▸ **Requirement 1**: Return each line of the records that contains the word "chalk".

▸ **Excerpt to read**:
= Timothy Lawson-Cruttenden =

British solicitor (1955–2019)

Arthur Timothy Lawson-Cruttenden (23 January 1955 – 17 April 2019) was a British solicitor. He specialised in court-martial law, and using the Protection from Harassment Act 1997 to contain and curtail protest involving, amongst other matters, anti-corporate groups. He acted in numerous cases involving animal rights groups, environmentalists, and anti-militarist groups.

Timothy ("Tim") Lawson-Cruttenden was born in Hendon (North London). His father, most commonly known as Roy Cruttenden (1925–2019), was an Olympic long jumper. His mother, born Phyllis May Watkins, was a PE teacher. Tim Lawson-Cruttenden attended Harrow School and Sidney Sussex College, Cambridge. He was a British Army Lieutenant in the Blues and Royals and an honorary legal advisor to the Regiment.

▸ **Location identification entries**:
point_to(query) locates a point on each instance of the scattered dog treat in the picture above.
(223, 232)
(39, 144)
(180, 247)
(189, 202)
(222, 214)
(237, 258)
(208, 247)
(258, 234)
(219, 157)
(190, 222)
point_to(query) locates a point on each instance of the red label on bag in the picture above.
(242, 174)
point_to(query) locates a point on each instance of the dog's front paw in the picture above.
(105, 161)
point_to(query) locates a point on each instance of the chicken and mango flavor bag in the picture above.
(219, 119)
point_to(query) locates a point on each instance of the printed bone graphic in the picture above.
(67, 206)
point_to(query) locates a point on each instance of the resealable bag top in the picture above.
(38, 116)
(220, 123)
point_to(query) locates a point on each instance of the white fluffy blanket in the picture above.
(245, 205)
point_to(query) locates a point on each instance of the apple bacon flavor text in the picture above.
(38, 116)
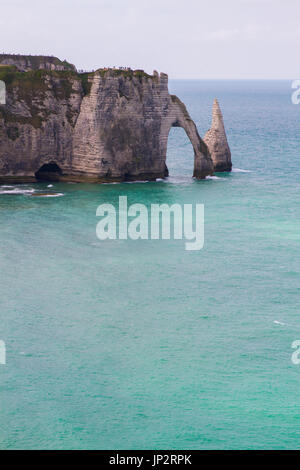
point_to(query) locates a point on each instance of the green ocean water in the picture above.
(123, 344)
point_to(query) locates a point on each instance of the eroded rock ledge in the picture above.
(102, 126)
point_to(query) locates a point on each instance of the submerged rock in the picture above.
(216, 141)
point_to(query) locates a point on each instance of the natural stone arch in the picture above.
(179, 117)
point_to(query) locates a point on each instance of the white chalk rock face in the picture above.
(216, 141)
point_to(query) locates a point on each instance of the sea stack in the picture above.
(216, 141)
(108, 125)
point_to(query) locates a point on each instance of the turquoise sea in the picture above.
(141, 344)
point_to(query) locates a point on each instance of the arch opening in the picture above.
(180, 152)
(49, 172)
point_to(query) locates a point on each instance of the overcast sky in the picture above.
(184, 38)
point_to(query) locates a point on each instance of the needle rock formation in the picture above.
(216, 141)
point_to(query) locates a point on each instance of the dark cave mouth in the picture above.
(49, 172)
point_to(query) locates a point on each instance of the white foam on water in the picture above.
(213, 178)
(50, 195)
(240, 170)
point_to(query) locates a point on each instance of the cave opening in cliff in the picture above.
(49, 172)
(180, 153)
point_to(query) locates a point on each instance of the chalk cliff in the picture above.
(216, 141)
(108, 125)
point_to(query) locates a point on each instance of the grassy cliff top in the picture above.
(35, 61)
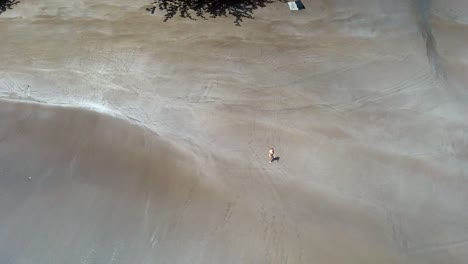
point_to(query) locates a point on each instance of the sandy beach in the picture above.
(127, 139)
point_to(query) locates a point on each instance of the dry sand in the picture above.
(364, 102)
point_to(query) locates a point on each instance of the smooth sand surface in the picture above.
(124, 139)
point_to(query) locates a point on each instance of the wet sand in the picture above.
(124, 139)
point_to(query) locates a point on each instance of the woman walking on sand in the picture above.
(271, 155)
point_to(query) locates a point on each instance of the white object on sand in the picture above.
(296, 5)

▸ **Requirement 2**: Set down, word for word, everything in the Timothy Lawson-Cruttenden biography from "British solicitor (1955–2019)" down to "to the Regiment.".

▸ **Written response 1**:
point_to(query) locates a point on each instance of the white chalk rock face in the picture above.
point_to(query) locates a point on each instance of the chalk cliff in the picture above.

▸ **Written response 2**:
British solicitor (1955–2019)

Arthur Timothy Lawson-Cruttenden (23 January 1955 – 17 April 2019) was a British solicitor. He specialised in court-martial law, and using the Protection from Harassment Act 1997 to contain and curtail protest involving, amongst other matters, anti-corporate groups. He acted in numerous cases involving animal rights groups, environmentalists, and anti-militarist groups.

Timothy ("Tim") Lawson-Cruttenden was born in Hendon (North London). His father, most commonly known as Roy Cruttenden (1925–2019), was an Olympic long jumper. His mother, born Phyllis May Watkins, was a PE teacher. Tim Lawson-Cruttenden attended Harrow School and Sidney Sussex College, Cambridge. He was a British Army Lieutenant in the Blues and Royals and an honorary legal advisor to the Regiment.